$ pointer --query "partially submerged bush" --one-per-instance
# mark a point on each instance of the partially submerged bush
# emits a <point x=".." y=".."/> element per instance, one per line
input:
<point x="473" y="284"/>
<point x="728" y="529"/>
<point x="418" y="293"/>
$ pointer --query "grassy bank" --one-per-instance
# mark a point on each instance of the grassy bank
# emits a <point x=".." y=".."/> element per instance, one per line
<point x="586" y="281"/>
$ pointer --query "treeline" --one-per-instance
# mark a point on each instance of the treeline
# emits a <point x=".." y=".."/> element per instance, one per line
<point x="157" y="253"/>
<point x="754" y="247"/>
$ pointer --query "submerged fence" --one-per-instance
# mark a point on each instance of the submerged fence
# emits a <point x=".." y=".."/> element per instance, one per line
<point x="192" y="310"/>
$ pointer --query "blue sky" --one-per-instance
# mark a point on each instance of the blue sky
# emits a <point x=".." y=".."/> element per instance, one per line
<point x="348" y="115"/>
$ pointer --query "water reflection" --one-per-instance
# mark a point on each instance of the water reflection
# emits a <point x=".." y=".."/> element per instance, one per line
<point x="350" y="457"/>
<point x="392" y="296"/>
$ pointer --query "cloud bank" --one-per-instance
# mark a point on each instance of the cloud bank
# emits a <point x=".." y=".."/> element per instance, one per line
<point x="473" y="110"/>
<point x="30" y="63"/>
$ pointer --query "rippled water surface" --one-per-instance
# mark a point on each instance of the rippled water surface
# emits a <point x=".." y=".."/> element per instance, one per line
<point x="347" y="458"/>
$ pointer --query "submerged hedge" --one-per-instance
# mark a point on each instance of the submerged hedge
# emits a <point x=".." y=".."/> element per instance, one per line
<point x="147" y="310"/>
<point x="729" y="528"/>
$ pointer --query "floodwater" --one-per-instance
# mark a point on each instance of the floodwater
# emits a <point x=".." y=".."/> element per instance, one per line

• **WHAT THE TASK REQUIRES**
From the data, collect all lines where the string "floodwater" appears.

• **RESULT FOR THIS EXERCISE**
$ pointer --query "floodwater" --one-per-instance
# mark a point on each instance of the floodwater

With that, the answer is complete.